By the slip I found two Mirror dinghies already rigged and waiting for the tide, crewed by Annabel and Tina and Tom and his son Harry respectively, but no sign of Steve or Green Bean. A moment's confusion and concern was dispelled however when I glanced at my phone and finally caught a message he'd sent at 0600, apologising but crying off sick.
Steve is pretty unstoppable in his enthusiasm for sailing Green Bean, so if he had to call a sickie, I had nothing but sympathy for him, it must've been bad. Feeling pretty rough myself, albeit entirely self-inflicted, I almost felt relieved. The morning was crisp and bright. And very, very chill.
"You've been drinking" remarked Annabel, it being clearly that obvious. And then Annabel and Tina press-ganged me into sailing with them. Despite the hangover, despite the chill, and despite a mild concern as to how we'd possibly fit three fully grown adults into a little Mirror, of course I found it quite impossible to say no.

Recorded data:
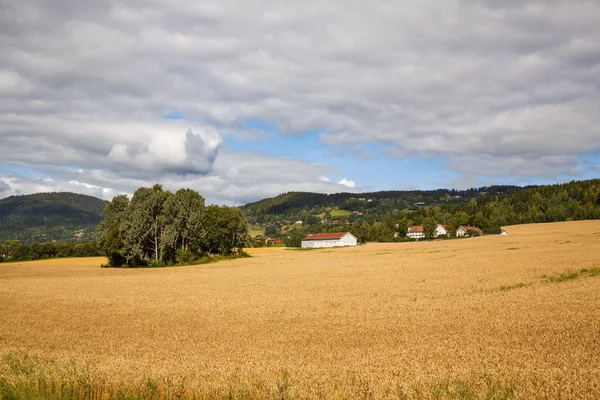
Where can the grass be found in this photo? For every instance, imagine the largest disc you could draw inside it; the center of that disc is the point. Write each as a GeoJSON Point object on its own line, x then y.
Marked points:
{"type": "Point", "coordinates": [407, 320]}
{"type": "Point", "coordinates": [506, 288]}
{"type": "Point", "coordinates": [572, 275]}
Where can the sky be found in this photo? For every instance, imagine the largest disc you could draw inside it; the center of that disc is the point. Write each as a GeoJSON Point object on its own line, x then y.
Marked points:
{"type": "Point", "coordinates": [246, 99]}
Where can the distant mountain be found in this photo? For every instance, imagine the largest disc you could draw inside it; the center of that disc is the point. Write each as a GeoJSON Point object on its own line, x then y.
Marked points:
{"type": "Point", "coordinates": [301, 204]}
{"type": "Point", "coordinates": [44, 217]}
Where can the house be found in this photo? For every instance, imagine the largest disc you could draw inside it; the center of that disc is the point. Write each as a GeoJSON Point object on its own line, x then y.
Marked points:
{"type": "Point", "coordinates": [440, 230]}
{"type": "Point", "coordinates": [468, 230]}
{"type": "Point", "coordinates": [321, 240]}
{"type": "Point", "coordinates": [416, 232]}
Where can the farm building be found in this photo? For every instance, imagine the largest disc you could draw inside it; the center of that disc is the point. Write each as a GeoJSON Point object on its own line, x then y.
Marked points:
{"type": "Point", "coordinates": [440, 230]}
{"type": "Point", "coordinates": [321, 240]}
{"type": "Point", "coordinates": [468, 230]}
{"type": "Point", "coordinates": [416, 232]}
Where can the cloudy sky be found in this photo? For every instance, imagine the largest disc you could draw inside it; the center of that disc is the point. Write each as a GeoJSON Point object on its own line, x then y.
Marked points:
{"type": "Point", "coordinates": [246, 99]}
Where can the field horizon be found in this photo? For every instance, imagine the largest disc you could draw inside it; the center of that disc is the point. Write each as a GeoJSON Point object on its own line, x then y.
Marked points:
{"type": "Point", "coordinates": [514, 316]}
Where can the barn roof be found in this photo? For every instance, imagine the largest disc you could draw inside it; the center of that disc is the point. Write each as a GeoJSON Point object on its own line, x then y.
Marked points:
{"type": "Point", "coordinates": [326, 236]}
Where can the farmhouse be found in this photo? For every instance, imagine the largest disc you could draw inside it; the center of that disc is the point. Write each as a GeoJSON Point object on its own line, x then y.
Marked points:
{"type": "Point", "coordinates": [416, 232]}
{"type": "Point", "coordinates": [468, 230]}
{"type": "Point", "coordinates": [321, 240]}
{"type": "Point", "coordinates": [440, 230]}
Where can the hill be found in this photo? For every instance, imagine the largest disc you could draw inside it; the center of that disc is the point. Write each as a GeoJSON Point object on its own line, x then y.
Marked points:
{"type": "Point", "coordinates": [44, 217]}
{"type": "Point", "coordinates": [302, 205]}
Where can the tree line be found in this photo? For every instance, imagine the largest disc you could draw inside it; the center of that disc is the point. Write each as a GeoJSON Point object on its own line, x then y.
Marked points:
{"type": "Point", "coordinates": [157, 227]}
{"type": "Point", "coordinates": [14, 250]}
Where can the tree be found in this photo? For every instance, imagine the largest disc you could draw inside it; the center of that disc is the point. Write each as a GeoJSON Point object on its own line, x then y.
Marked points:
{"type": "Point", "coordinates": [10, 247]}
{"type": "Point", "coordinates": [111, 240]}
{"type": "Point", "coordinates": [225, 230]}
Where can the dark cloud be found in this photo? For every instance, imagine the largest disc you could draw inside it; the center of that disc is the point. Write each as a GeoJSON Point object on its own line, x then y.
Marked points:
{"type": "Point", "coordinates": [505, 87]}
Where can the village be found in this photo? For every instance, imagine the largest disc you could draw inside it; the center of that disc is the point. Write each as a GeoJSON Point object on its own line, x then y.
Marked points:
{"type": "Point", "coordinates": [343, 239]}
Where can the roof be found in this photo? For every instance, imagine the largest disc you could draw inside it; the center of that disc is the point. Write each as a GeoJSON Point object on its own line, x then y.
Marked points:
{"type": "Point", "coordinates": [472, 228]}
{"type": "Point", "coordinates": [326, 236]}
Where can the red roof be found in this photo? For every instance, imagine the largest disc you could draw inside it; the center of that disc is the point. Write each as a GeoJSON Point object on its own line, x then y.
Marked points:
{"type": "Point", "coordinates": [472, 228]}
{"type": "Point", "coordinates": [326, 236]}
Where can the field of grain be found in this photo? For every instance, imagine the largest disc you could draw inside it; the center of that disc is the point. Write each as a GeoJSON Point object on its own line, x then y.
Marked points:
{"type": "Point", "coordinates": [514, 316]}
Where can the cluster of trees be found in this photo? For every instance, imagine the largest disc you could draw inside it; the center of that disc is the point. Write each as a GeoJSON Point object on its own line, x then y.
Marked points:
{"type": "Point", "coordinates": [158, 227]}
{"type": "Point", "coordinates": [14, 250]}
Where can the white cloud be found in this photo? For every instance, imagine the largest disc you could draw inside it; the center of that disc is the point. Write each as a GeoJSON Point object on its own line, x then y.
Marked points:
{"type": "Point", "coordinates": [497, 87]}
{"type": "Point", "coordinates": [347, 183]}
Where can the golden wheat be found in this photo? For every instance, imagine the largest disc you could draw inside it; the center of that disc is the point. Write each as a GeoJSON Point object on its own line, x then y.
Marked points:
{"type": "Point", "coordinates": [471, 318]}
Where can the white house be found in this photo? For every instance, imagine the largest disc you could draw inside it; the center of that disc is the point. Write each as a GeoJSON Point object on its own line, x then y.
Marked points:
{"type": "Point", "coordinates": [440, 230]}
{"type": "Point", "coordinates": [416, 232]}
{"type": "Point", "coordinates": [321, 240]}
{"type": "Point", "coordinates": [468, 230]}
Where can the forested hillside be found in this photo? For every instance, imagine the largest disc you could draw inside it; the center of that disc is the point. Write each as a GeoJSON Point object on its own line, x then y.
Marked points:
{"type": "Point", "coordinates": [375, 217]}
{"type": "Point", "coordinates": [303, 205]}
{"type": "Point", "coordinates": [44, 217]}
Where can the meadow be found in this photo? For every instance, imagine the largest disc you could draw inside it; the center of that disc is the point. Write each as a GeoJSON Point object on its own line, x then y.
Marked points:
{"type": "Point", "coordinates": [494, 317]}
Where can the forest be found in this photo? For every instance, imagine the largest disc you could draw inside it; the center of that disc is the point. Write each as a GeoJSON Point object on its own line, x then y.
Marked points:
{"type": "Point", "coordinates": [157, 228]}
{"type": "Point", "coordinates": [576, 200]}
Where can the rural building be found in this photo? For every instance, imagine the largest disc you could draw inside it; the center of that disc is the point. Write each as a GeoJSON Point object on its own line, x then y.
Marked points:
{"type": "Point", "coordinates": [321, 240]}
{"type": "Point", "coordinates": [416, 232]}
{"type": "Point", "coordinates": [468, 230]}
{"type": "Point", "coordinates": [440, 230]}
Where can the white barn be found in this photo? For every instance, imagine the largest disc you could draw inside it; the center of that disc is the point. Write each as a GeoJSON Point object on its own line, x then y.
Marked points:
{"type": "Point", "coordinates": [440, 230]}
{"type": "Point", "coordinates": [416, 232]}
{"type": "Point", "coordinates": [322, 240]}
{"type": "Point", "coordinates": [468, 230]}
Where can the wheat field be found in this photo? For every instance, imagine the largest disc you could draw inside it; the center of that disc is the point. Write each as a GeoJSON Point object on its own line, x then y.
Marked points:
{"type": "Point", "coordinates": [496, 317]}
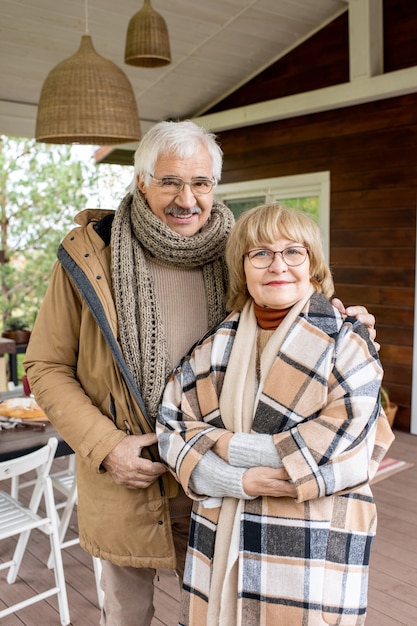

Written request:
Summarize the passage about the morning at the slip in two sentences. Rely only on the text.

Response for this exercise:
At the slip, the narrator found two Mirror dinghies rigged and waiting for the tide but no sign of Steve or Green Bean, and then saw a message Steve had sent at 0600 crying off sick. Feeling rough from drinking on a crisp, very chilly morning, the narrator was press-ganged by Annabel and Tina into sailing with them and found it impossible to say no, despite concern about fitting three grown adults into a little Mirror.